(Coordinate annotation entries)
....................

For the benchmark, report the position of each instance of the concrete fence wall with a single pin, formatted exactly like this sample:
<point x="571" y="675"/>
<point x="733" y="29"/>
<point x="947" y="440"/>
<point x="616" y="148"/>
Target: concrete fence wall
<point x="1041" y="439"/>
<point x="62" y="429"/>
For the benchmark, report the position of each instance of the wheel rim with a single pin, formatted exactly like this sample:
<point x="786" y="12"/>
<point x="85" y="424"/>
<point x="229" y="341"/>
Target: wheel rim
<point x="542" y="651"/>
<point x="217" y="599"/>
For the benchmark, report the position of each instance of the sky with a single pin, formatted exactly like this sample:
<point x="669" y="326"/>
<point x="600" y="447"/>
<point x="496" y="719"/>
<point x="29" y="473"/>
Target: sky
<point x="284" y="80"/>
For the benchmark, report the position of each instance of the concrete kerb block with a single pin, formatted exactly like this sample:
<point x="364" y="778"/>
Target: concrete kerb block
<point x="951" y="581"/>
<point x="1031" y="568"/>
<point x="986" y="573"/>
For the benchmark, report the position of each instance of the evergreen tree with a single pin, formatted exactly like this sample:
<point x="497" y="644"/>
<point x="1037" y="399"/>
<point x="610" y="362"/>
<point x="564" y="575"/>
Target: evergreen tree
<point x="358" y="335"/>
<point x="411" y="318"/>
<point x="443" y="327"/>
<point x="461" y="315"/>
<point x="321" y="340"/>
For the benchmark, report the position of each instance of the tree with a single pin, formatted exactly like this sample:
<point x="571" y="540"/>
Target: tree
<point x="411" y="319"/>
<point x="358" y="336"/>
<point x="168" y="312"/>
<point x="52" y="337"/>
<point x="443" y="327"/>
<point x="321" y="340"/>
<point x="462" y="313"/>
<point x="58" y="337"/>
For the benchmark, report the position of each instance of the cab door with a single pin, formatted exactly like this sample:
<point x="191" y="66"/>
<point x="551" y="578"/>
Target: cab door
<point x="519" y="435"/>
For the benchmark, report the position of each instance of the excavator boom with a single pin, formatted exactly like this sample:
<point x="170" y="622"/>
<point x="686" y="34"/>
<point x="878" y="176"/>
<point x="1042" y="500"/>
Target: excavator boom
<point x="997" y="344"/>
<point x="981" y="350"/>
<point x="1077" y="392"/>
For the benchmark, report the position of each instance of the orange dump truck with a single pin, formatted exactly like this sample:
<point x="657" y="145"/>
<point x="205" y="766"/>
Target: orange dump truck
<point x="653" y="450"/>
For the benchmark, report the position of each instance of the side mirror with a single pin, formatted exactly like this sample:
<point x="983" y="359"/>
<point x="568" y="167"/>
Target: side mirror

....................

## Work required
Copy every one of the entries above word for word, with no changes.

## Complete output
For the benchmark, report the position of each instance of the concrete fence wall with a single pin, formatted exactly like this sample:
<point x="571" y="675"/>
<point x="733" y="29"/>
<point x="947" y="440"/>
<point x="616" y="148"/>
Target: concrete fence wall
<point x="1041" y="439"/>
<point x="62" y="429"/>
For the benchmark, report the position of each instance of the wheel rim with a single pin, formatted exactly like this sample:
<point x="786" y="12"/>
<point x="85" y="424"/>
<point x="229" y="341"/>
Target: wheel rim
<point x="542" y="651"/>
<point x="217" y="599"/>
For the benchmark, report the position of each instance of the sky with a single pin, formatted exactly like this sample:
<point x="669" y="326"/>
<point x="600" y="447"/>
<point x="496" y="719"/>
<point x="29" y="473"/>
Target: sky
<point x="284" y="80"/>
For the benchmark, report the position of each instance of the concrete kerb block with a single pin, formatted exactly like this sample:
<point x="364" y="778"/>
Target: concrete kerb block
<point x="951" y="581"/>
<point x="1031" y="568"/>
<point x="986" y="573"/>
For the benchmark, report the position of each instance of the evergreen tree with a single pin, formatted exactly like this sample:
<point x="497" y="644"/>
<point x="1037" y="399"/>
<point x="610" y="362"/>
<point x="564" y="575"/>
Target: evergreen tree
<point x="358" y="335"/>
<point x="411" y="318"/>
<point x="443" y="327"/>
<point x="461" y="315"/>
<point x="321" y="340"/>
For the benchmark, report the position of each instance of the tree with a single pin, formatted exactly like this sample:
<point x="571" y="540"/>
Target: tree
<point x="411" y="319"/>
<point x="358" y="336"/>
<point x="168" y="312"/>
<point x="52" y="337"/>
<point x="443" y="327"/>
<point x="321" y="340"/>
<point x="462" y="313"/>
<point x="58" y="337"/>
For the benchmark, report the position of each instance of the cab door with a single pin, formatted exactly like this sample:
<point x="191" y="66"/>
<point x="551" y="578"/>
Target: cab door
<point x="519" y="435"/>
For the benchmark, report the position of each instance of the excavator boom with a single pin, formatted exactly like this sample:
<point x="170" y="622"/>
<point x="686" y="34"/>
<point x="878" y="176"/>
<point x="1042" y="500"/>
Target: excavator boom
<point x="997" y="344"/>
<point x="981" y="350"/>
<point x="1077" y="392"/>
For the benchmark, report the position of each instance of the orange dump truck with a single pin, formatted exactly like this sample:
<point x="657" y="145"/>
<point x="205" y="766"/>
Target: orange dump truck
<point x="653" y="450"/>
For the benchmark, report the position of each instance of the side mirror with a single pin, formatted exactly like this sample:
<point x="983" y="359"/>
<point x="568" y="167"/>
Target: side mirror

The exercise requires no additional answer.